== Items
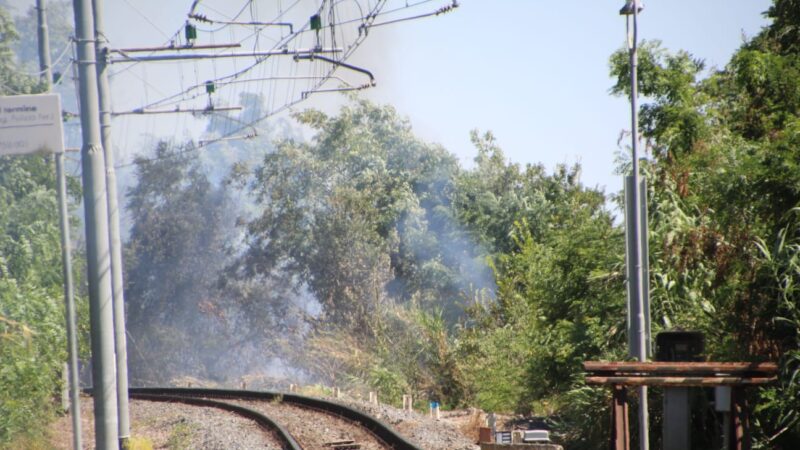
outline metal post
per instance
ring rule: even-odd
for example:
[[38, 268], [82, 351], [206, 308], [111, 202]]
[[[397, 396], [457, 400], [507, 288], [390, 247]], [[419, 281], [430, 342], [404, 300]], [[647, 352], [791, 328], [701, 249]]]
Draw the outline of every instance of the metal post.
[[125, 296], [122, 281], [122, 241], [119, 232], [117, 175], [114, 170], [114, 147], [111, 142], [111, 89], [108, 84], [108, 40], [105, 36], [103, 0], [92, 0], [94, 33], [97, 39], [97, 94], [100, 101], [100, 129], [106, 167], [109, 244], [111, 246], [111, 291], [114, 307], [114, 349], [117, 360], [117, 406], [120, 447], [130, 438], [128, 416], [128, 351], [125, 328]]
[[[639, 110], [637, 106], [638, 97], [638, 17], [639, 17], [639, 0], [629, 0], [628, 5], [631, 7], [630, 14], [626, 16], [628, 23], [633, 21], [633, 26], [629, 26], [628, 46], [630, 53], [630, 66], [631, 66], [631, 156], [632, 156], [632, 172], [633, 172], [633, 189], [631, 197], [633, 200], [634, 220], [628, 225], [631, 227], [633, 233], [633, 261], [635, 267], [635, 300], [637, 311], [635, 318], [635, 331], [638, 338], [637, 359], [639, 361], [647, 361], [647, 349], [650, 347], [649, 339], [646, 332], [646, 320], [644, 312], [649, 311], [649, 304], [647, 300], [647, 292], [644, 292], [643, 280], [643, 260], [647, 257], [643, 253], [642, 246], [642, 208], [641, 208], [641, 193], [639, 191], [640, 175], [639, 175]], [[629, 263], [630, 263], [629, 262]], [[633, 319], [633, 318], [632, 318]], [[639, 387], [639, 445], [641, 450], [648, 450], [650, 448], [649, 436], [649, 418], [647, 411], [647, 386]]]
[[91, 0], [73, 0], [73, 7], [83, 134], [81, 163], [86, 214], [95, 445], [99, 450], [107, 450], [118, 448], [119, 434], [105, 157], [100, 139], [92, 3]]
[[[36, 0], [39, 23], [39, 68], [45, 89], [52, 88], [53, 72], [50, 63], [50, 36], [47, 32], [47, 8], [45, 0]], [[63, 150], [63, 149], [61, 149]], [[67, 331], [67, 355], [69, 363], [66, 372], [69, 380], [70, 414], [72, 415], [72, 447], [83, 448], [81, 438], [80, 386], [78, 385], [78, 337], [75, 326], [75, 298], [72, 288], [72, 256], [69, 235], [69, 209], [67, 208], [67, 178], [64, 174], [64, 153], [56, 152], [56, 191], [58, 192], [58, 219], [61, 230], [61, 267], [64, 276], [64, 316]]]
====
▶ _Stated task_
Render the material above as a Markdown table with the columns "Row" and "Line," giving each line its own numbered row and dropping blank lines. Leave the pictures out of the table.

▶ _Reply to the exercise_
| Row | Line |
|---|---|
| 1 | outline metal post |
| 2 | per instance |
| 3 | ring rule: even-odd |
| 4 | for example: |
| 5 | [[38, 268], [82, 351], [206, 308], [111, 202]] |
| 6 | [[[397, 396], [457, 400], [507, 288], [390, 247]], [[419, 281], [430, 342], [404, 300]], [[647, 352], [791, 328], [701, 249]]] |
| 7 | Draw the outline of every instance of the metal post. |
| 8 | [[125, 296], [122, 281], [122, 241], [119, 232], [117, 175], [114, 170], [114, 147], [111, 142], [111, 89], [108, 84], [108, 40], [105, 36], [103, 0], [92, 0], [94, 33], [97, 39], [97, 94], [100, 101], [100, 129], [106, 167], [109, 244], [111, 246], [111, 291], [114, 307], [114, 349], [117, 360], [117, 406], [120, 447], [130, 438], [128, 416], [128, 351], [125, 328]] |
| 9 | [[[639, 110], [637, 106], [638, 97], [638, 17], [639, 17], [639, 0], [629, 0], [628, 5], [631, 7], [630, 14], [626, 16], [628, 23], [633, 21], [633, 26], [629, 26], [628, 46], [630, 53], [630, 66], [631, 66], [631, 156], [632, 156], [632, 172], [633, 172], [633, 189], [631, 197], [633, 200], [634, 220], [628, 225], [631, 227], [633, 233], [633, 261], [635, 267], [635, 300], [637, 311], [635, 318], [635, 331], [638, 338], [637, 359], [639, 361], [647, 361], [647, 349], [650, 347], [649, 339], [646, 332], [646, 320], [644, 312], [649, 311], [649, 304], [647, 300], [647, 292], [644, 292], [643, 280], [643, 260], [647, 257], [643, 253], [642, 246], [642, 208], [641, 208], [641, 193], [639, 191], [640, 175], [639, 175]], [[629, 263], [630, 263], [629, 262]], [[633, 319], [633, 318], [632, 318]], [[639, 387], [639, 445], [641, 450], [648, 450], [650, 448], [649, 436], [649, 418], [647, 411], [647, 386]]] |
| 10 | [[91, 0], [73, 0], [73, 7], [83, 134], [81, 163], [86, 214], [95, 445], [99, 450], [107, 450], [118, 448], [119, 434], [105, 157], [100, 139], [92, 3]] |
| 11 | [[[36, 0], [39, 23], [39, 68], [45, 89], [52, 88], [53, 72], [50, 63], [50, 36], [47, 32], [47, 8], [45, 0]], [[63, 150], [63, 149], [61, 149]], [[67, 331], [67, 355], [69, 363], [66, 372], [69, 380], [70, 414], [72, 415], [72, 447], [83, 448], [81, 438], [80, 386], [78, 385], [78, 337], [75, 326], [75, 298], [72, 288], [72, 256], [69, 235], [69, 209], [67, 208], [67, 178], [64, 174], [64, 153], [56, 152], [56, 191], [58, 192], [58, 219], [61, 230], [61, 267], [64, 276], [64, 316]]] |